Extracted records
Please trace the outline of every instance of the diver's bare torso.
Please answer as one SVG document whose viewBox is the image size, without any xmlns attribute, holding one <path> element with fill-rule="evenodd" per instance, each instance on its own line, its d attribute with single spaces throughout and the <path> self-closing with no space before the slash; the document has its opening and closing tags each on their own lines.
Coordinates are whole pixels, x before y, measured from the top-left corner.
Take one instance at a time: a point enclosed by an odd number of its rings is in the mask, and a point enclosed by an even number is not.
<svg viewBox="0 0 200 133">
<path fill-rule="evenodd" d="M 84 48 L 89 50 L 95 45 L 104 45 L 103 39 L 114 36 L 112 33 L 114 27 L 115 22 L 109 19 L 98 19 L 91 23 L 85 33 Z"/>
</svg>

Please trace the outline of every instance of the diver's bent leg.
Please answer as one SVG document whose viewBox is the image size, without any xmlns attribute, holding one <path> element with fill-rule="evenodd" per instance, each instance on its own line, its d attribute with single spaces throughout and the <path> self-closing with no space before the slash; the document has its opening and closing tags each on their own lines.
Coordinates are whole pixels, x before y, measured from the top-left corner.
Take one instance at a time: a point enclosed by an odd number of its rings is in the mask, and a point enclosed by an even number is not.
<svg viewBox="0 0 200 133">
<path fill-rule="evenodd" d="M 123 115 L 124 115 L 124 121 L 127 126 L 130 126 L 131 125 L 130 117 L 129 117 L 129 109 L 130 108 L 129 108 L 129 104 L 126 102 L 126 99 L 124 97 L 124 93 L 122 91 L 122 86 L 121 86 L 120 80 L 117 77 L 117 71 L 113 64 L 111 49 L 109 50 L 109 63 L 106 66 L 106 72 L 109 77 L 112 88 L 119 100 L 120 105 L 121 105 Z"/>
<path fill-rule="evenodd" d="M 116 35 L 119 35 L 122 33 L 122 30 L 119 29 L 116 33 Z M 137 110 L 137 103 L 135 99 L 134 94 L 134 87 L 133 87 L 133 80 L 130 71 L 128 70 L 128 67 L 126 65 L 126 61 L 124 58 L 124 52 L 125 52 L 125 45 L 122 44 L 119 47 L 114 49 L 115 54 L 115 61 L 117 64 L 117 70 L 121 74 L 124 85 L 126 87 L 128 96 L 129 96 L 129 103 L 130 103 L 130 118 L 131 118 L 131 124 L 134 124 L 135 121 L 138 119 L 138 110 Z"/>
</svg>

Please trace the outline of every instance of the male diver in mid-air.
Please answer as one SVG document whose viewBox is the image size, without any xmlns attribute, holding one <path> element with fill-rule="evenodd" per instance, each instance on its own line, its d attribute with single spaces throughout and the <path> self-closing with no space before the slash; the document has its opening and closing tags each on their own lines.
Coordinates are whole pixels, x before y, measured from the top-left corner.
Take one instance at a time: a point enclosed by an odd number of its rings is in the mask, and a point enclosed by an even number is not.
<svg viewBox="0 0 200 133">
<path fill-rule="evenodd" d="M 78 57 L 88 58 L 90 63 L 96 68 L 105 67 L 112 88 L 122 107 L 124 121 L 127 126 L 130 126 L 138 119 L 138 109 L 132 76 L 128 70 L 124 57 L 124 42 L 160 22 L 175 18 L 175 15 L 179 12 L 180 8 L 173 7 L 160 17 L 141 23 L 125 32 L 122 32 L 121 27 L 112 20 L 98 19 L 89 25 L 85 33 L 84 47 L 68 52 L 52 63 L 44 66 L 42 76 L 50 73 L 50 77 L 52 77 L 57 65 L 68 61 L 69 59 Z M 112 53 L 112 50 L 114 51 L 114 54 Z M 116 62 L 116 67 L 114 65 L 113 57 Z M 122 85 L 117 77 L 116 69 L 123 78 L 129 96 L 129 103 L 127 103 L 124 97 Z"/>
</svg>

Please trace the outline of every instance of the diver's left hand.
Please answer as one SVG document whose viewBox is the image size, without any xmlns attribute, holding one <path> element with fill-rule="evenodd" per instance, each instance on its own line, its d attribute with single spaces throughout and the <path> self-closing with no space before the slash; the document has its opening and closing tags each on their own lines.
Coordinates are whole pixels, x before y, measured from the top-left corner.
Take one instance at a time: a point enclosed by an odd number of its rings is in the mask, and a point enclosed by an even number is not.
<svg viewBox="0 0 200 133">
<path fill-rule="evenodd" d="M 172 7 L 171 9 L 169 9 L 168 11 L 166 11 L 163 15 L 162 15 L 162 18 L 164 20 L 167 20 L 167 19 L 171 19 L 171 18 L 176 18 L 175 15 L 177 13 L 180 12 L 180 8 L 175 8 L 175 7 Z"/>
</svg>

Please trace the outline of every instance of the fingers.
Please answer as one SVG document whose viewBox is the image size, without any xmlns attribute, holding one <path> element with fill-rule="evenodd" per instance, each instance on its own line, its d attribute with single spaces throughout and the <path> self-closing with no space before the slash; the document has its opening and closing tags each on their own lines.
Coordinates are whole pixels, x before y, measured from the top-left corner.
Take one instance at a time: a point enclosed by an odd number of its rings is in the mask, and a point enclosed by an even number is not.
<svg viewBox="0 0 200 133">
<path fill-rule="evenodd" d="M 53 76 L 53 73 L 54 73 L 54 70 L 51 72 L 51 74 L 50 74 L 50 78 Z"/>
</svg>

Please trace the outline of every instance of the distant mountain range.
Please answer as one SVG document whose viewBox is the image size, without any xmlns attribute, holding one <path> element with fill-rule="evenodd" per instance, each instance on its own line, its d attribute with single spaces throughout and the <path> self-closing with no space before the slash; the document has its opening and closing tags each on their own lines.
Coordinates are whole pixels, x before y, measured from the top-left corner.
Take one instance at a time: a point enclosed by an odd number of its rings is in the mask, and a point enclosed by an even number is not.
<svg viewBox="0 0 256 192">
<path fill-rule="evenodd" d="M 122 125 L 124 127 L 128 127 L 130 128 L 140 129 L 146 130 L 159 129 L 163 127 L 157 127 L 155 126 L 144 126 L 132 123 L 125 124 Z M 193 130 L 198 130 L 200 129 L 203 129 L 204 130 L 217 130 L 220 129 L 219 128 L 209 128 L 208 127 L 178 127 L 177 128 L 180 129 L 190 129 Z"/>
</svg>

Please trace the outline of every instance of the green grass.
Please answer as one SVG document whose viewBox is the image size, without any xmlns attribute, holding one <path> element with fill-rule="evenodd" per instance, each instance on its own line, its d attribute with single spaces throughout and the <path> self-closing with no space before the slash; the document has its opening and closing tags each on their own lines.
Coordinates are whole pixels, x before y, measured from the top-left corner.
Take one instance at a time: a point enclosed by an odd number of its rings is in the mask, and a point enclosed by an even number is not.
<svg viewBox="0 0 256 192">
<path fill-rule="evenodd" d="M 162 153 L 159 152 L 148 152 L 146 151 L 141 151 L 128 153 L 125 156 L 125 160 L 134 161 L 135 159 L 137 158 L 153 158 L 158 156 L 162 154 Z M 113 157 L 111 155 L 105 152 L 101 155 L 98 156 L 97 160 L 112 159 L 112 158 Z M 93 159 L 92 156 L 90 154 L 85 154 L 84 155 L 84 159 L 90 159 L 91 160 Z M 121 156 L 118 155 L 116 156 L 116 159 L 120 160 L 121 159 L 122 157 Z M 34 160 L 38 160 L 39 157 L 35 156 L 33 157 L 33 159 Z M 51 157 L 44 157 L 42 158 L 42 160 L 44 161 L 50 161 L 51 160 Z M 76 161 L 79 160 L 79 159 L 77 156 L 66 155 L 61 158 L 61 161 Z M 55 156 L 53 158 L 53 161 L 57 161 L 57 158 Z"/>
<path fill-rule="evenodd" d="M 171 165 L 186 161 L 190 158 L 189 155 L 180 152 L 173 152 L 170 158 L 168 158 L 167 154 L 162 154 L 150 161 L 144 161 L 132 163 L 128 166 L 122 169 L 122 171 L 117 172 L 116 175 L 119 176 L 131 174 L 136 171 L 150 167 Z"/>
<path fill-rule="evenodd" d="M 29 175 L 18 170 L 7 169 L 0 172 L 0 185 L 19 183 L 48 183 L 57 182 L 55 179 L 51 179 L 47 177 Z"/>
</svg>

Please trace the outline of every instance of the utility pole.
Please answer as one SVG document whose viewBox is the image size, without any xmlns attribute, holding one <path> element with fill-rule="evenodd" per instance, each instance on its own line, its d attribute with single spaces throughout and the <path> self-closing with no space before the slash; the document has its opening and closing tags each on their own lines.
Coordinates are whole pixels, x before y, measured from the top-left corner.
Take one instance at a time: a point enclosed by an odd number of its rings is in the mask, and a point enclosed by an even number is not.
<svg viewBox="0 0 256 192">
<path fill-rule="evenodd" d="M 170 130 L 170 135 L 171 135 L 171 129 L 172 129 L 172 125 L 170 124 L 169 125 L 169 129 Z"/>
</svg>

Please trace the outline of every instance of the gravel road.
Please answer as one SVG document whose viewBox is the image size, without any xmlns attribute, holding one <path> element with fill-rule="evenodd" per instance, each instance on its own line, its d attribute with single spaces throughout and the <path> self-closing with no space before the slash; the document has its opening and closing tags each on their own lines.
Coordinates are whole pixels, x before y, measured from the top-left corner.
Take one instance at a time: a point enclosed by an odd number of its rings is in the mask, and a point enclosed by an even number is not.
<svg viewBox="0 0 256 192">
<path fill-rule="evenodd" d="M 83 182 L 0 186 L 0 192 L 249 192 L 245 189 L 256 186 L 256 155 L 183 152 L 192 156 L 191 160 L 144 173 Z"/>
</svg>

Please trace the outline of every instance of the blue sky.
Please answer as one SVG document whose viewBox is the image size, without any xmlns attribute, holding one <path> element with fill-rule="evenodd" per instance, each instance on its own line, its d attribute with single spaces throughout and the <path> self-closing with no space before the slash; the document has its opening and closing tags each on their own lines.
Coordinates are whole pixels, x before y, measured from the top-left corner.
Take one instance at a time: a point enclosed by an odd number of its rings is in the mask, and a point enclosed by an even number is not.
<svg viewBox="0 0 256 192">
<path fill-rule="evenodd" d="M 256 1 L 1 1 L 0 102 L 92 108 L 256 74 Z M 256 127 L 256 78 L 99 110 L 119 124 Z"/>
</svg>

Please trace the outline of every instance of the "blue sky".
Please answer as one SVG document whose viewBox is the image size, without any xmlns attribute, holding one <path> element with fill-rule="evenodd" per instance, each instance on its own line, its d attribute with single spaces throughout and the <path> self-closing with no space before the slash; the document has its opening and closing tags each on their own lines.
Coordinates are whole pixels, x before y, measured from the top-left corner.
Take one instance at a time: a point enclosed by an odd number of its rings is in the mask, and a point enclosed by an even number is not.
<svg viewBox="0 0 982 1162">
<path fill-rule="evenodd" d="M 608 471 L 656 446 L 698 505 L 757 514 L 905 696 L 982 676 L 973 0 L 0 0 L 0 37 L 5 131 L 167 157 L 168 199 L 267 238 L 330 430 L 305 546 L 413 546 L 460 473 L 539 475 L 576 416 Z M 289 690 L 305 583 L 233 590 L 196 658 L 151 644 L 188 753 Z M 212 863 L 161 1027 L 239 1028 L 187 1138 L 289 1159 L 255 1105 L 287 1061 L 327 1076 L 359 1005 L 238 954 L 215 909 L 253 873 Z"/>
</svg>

INSTRUCTION: Please tally the lines of the records that contain the string "trace", and reply with that number alone.

ANSWER FOR THE TASK: 11